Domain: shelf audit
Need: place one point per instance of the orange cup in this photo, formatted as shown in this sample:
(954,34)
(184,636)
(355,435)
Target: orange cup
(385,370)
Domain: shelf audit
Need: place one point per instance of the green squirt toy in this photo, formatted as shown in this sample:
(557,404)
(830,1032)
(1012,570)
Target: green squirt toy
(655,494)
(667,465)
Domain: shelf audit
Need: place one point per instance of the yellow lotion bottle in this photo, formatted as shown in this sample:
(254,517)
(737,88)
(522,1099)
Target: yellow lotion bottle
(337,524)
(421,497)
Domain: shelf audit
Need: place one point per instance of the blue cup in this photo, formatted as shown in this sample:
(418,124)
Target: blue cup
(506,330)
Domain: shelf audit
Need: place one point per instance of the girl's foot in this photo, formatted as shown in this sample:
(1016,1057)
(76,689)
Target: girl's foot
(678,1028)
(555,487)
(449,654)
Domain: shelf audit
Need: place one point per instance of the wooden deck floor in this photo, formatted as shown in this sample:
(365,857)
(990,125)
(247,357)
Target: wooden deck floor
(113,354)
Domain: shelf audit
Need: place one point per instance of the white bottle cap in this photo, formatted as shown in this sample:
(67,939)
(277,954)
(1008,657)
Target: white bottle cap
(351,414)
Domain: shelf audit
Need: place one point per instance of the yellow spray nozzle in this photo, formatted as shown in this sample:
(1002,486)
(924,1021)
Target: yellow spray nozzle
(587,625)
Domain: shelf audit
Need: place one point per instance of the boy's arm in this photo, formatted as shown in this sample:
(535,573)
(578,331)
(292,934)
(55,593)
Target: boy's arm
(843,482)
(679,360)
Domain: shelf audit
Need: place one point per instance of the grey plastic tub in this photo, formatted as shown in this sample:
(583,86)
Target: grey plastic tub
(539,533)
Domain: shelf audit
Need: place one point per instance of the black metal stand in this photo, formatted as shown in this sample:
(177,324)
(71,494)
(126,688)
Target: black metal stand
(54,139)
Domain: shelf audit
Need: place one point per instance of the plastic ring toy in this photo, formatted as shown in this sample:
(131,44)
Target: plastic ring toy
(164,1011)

# # # #

### Aim of the exercise
Every record above has to appear again, word for word.

### Answer to this task
Domain: shelf audit
Need: place one point per instance of the orange cup in this photo, formatted as shown in this sample:
(954,34)
(184,636)
(355,435)
Target: orange cup
(385,370)
Domain: shelf audit
Need: place one point per instance of the green squirt toy in this photo, formatted as shown in this sample:
(557,404)
(830,1032)
(1012,570)
Target: green squirt toy
(655,494)
(667,465)
Domain: shelf audit
Need: place one point per instance of the yellow lotion bottle in this photo, formatted as shown in this sample:
(254,517)
(737,88)
(522,1099)
Target: yellow lotion bottle
(337,524)
(421,497)
Domain: shelf audit
Need: place one point per instance of the blue cup in this photo, formatted as shown in this sample:
(418,124)
Target: blue cup
(506,330)
Domain: shelf audit
Need: place one point per instance of the girl's foot in this photo, formatted as shown in this sample:
(1016,1057)
(76,689)
Target: girl's foot
(678,1028)
(555,487)
(449,654)
Domain: shelf audit
Need: place one point per instance of the wooden deck floor in this photo, formatted as shown in this sample:
(365,857)
(990,125)
(247,357)
Target: wooden deck floor
(113,354)
Domain: shelf audit
Need: place one point per instance of the white bottle cap in this photo, formatted as shown in this sample:
(67,939)
(277,954)
(1008,657)
Target: white bottle cap
(351,414)
Domain: shelf audit
Need: place one point per instance of the yellow spray nozzle in this photo, formatted as shown in this sample:
(1002,486)
(924,1021)
Target: yellow spray nozzle
(587,625)
Domain: shelf audit
Need: place one point per instance of the boy's arm in this photo, formatted as shown in this sample:
(535,573)
(578,331)
(292,934)
(55,593)
Target: boy's arm
(843,482)
(679,360)
Domain: shelf audit
Need: place one point per instance of the grey plastic tub in this photo, formatted as shown in this sample:
(583,86)
Target: grey plastic tub
(539,533)
Domain: shelf audit
Need: place one point per instance of the black metal stand in this photo, formatted as shown in this sample:
(177,324)
(71,494)
(126,688)
Target: black metal stand
(54,139)
Domain: shelf audit
Need: place one point per instance of the plastic ring toy in this photo, formatted as shown in this sample:
(131,44)
Target: plastic ring toy
(164,1011)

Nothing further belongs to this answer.